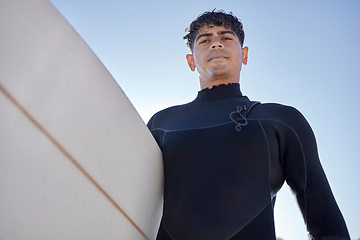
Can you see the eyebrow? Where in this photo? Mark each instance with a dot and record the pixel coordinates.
(211, 34)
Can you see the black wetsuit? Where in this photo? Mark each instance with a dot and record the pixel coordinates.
(225, 158)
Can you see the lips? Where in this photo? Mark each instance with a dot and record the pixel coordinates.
(217, 56)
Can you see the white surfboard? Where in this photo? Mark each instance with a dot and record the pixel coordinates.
(76, 160)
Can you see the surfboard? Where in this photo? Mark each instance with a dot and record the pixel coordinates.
(76, 159)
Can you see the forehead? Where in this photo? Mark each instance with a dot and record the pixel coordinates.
(211, 29)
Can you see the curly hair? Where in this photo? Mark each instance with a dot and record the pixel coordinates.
(215, 18)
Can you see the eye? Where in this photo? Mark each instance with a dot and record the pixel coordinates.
(203, 41)
(227, 38)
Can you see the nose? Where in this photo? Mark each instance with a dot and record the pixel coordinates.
(216, 45)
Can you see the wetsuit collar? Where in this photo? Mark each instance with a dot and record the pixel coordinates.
(222, 91)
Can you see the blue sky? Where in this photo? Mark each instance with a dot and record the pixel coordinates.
(301, 53)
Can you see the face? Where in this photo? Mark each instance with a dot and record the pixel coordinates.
(217, 54)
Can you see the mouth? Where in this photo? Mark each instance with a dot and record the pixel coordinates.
(215, 57)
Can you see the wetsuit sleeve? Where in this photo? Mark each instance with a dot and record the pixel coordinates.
(305, 176)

**DIRECTIVE:**
Can you quote all of the records above word for word, leaving out the pictures?

**THE OUTPUT:**
Can you see the eyebrow? Where in this photo? Mark each instance with a dot and record the pixel coordinates.
(211, 34)
Can you see the black wetsuit? Where in this photo? Mark each instance with a dot and record the pixel coordinates.
(225, 158)
Can you see the lips? Where in this photo? Mark each instance with a dot and record the pixel coordinates.
(217, 56)
Can you see the white surfboard? Where in this photo? Mark each instance with a dot and record the pixel coordinates.
(76, 160)
Can you see the surfboard? Where in this photo? Mark each instance with a dot and record the pixel coordinates.
(76, 159)
Can you see the forehead? Where in this photo? Mark each instance with a dot and record the pixel coordinates.
(211, 29)
Can you see the curly hair? Where in this photo? Mark each instance with a dot and record the pixel coordinates.
(215, 18)
Can you see the eye? Where in this photo? Mark each instance with a dot and record the pixel coordinates.
(203, 41)
(227, 38)
Can you see the nose? Where in this photo? Mark each instance with a dot and record the pixel coordinates.
(216, 45)
Can you see the wetsuit collar? Where in this photo? Mark each instance with a dot and record the pixel coordinates.
(222, 91)
Can you see the blue sky? Where in this photo? Mark each instance with a dot and record the pixel coordinates.
(301, 53)
Can you see the face? Where in this photo? Mark each instance with a dot and record the pixel coordinates.
(217, 54)
Can you see the mouth? Where in this photo? Mark each instance with a dot and record the pixel coordinates.
(215, 57)
Can you see the wetsuit sleeve? Where in this photo? Mark each instance with a dot and record the pixel coordinates.
(305, 176)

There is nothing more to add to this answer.